>>>>>

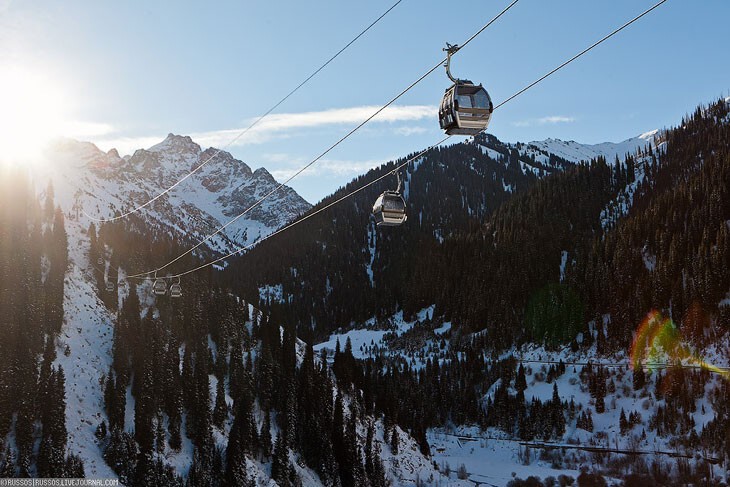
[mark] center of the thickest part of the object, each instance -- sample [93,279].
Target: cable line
[252,125]
[327,151]
[361,188]
[616,31]
[241,249]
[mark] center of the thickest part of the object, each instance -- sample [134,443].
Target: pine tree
[220,411]
[280,463]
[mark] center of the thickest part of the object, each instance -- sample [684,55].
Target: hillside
[535,315]
[102,185]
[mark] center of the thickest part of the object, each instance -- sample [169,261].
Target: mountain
[101,184]
[576,152]
[535,315]
[450,191]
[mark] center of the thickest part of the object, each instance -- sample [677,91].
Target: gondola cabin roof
[390,209]
[466,109]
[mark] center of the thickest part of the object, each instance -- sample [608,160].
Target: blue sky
[134,71]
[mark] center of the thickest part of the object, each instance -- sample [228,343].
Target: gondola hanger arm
[450,49]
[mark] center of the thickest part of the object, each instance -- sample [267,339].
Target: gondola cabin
[175,290]
[466,109]
[390,209]
[159,287]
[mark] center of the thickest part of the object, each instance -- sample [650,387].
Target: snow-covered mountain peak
[89,180]
[264,175]
[176,144]
[576,152]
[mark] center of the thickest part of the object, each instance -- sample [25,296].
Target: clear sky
[129,72]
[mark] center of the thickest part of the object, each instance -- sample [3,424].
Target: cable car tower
[466,108]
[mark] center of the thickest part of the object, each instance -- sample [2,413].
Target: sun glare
[32,112]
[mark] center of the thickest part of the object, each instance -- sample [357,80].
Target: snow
[372,246]
[86,179]
[487,460]
[87,332]
[576,152]
[363,338]
[563,261]
[493,154]
[274,293]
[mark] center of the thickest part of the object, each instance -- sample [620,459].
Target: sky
[125,74]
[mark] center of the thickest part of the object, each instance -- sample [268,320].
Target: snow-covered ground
[577,152]
[84,352]
[366,337]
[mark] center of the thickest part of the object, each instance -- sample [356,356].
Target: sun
[32,111]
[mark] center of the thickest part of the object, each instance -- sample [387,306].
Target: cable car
[390,208]
[466,108]
[159,287]
[176,289]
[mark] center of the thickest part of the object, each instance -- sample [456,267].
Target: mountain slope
[103,184]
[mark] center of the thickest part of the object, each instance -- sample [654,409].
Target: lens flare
[658,343]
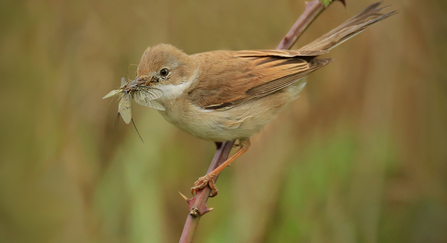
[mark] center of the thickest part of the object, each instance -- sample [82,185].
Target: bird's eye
[164,72]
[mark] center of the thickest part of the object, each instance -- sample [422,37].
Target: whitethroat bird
[228,95]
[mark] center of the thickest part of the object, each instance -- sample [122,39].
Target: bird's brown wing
[229,78]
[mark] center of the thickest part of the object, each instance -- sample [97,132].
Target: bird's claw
[202,182]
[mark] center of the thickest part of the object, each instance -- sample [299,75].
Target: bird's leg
[208,179]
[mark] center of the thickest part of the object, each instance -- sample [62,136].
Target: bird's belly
[242,121]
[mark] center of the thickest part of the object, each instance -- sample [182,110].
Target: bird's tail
[348,29]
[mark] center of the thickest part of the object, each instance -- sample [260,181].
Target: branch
[197,204]
[313,9]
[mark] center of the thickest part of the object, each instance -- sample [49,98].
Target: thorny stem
[197,204]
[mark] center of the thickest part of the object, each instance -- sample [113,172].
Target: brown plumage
[228,95]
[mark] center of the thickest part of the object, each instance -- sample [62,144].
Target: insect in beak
[137,90]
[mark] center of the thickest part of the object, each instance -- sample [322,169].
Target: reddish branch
[197,204]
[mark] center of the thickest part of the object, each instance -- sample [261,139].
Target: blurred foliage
[360,157]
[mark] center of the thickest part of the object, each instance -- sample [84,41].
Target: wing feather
[240,76]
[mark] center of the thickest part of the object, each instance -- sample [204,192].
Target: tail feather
[348,29]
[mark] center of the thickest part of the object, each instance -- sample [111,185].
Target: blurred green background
[360,157]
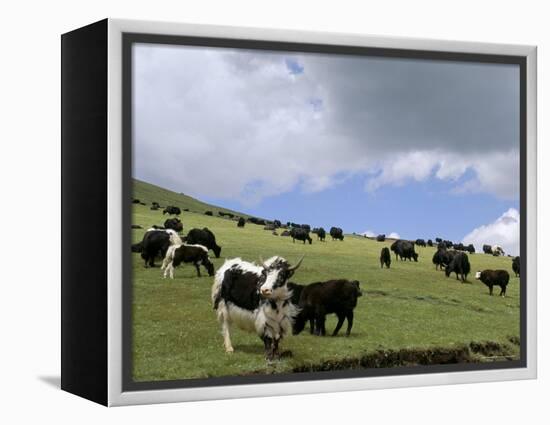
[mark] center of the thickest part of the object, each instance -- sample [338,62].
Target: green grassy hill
[148,193]
[410,308]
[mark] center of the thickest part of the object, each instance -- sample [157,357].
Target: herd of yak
[261,298]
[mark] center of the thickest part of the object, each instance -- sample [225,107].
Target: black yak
[318,299]
[385,257]
[460,265]
[494,278]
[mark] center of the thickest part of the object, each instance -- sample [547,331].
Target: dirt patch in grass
[475,352]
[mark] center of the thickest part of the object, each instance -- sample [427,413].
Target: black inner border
[128,39]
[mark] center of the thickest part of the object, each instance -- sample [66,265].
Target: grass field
[410,306]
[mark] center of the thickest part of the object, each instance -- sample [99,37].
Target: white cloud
[504,231]
[371,234]
[241,125]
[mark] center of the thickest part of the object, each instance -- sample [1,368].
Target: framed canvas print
[272,212]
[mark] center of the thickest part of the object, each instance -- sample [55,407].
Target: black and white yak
[255,298]
[196,254]
[494,278]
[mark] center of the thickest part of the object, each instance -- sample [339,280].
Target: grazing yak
[177,254]
[137,247]
[171,210]
[515,266]
[318,299]
[420,242]
[442,258]
[494,278]
[155,244]
[385,257]
[321,234]
[337,233]
[224,214]
[459,247]
[174,224]
[460,265]
[497,250]
[255,220]
[255,298]
[205,238]
[404,250]
[300,234]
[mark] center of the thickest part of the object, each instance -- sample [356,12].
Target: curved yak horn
[262,262]
[295,267]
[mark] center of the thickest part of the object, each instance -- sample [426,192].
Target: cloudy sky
[415,147]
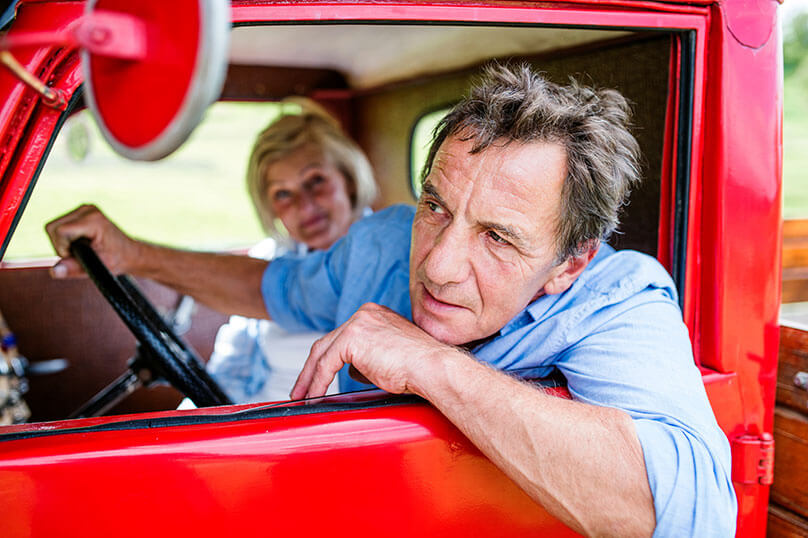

<<<<<

• [Exercise directions]
Select every line of the data that holds the word "tail".

• [Answer in full]
Target: bird's tail
Target: tail feather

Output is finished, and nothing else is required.